# [TEXTO PARA LEITURA]
◇ ◇ ◇ ◇

A saída, Tiago, é o estrangeiro, é o retorno à emigração, agora qualificada. Embora, com a degradação geral do nosso ensino, seja bem possível que avancemos para a competição internacional em posição de desvantagem… Outra saída é talvez estimular nos nossos jovens uma mentalidade radicalmente diferente daquela em que fomos educados: não queiram ser empregados; queiram sim trabalhar; e, de preferência, por vossa conta e risco. :-)
Aí está, Maria: baixa-se a qualidade, mas aumentam-se as expectativas. E os desequilíbrios, depois, são o que se vê.
O Luís coloca a questão nos termos certos: «SE a bióloga aceitar». Mas é nesses termos que reside a minha dúvida. Será que a bióloga PODE, realmente, aceitar? Ou será que a bióloga TEM de aceitar?

◇ ◇ ◇ ◇

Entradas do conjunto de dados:
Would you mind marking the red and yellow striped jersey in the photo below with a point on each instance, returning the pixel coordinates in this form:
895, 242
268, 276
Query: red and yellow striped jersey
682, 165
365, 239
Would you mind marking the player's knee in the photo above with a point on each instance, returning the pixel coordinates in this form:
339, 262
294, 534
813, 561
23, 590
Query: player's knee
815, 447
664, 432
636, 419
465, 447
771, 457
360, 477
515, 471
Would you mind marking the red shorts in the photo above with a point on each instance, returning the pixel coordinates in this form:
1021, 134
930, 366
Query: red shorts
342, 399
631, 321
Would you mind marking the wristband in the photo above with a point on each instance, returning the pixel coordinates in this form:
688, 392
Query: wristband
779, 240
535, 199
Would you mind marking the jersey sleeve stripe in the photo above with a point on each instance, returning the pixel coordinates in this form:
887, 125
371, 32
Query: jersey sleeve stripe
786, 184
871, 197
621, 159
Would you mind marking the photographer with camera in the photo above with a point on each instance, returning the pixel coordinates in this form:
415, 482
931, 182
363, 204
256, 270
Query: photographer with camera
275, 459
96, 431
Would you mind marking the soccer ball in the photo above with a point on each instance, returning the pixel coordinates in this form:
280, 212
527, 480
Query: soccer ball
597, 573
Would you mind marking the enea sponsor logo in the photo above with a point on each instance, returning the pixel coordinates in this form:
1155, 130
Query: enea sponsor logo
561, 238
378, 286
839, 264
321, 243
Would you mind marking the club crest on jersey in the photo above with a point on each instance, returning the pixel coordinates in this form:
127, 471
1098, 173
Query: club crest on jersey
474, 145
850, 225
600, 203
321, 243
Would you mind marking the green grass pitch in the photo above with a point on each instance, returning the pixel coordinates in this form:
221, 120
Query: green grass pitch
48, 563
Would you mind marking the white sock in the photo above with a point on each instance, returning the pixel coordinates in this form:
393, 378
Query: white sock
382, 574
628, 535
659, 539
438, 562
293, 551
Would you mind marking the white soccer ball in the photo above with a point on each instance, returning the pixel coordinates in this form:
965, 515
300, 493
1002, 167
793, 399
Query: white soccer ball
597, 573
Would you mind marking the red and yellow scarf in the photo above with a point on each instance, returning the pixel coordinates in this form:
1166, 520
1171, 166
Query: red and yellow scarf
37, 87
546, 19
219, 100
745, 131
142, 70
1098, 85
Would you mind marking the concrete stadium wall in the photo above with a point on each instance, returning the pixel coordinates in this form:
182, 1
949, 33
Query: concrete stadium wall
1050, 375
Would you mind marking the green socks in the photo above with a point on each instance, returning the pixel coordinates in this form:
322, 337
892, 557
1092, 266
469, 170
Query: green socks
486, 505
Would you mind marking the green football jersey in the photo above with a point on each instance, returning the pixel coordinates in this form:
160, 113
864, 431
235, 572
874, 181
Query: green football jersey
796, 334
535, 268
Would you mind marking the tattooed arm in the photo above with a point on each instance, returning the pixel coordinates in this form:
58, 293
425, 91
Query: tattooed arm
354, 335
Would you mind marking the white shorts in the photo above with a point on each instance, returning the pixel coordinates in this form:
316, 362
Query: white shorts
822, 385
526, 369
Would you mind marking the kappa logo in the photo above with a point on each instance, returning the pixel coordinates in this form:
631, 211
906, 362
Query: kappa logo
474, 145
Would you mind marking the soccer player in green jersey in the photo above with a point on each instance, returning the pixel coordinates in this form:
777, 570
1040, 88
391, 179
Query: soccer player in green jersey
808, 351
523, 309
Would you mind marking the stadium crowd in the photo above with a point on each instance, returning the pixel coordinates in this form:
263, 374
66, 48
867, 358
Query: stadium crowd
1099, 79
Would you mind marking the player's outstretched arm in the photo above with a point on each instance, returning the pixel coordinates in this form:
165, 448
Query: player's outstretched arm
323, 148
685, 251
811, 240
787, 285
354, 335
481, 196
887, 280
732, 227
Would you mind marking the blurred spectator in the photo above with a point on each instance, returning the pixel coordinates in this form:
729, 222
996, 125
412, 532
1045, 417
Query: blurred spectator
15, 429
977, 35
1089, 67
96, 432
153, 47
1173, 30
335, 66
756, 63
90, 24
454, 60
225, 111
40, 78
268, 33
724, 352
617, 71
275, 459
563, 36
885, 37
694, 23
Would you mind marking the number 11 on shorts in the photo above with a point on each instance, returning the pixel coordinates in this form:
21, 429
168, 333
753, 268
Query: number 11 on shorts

◇ ◇ ◇ ◇

No texto para leitura, qual é a saída que se aponta a Tiago em primeiro lugar?

# [RESOLUÇÃO DA TAREFA]
O estrangeiro, ou seja, o retorno à emigração, agora qualificada.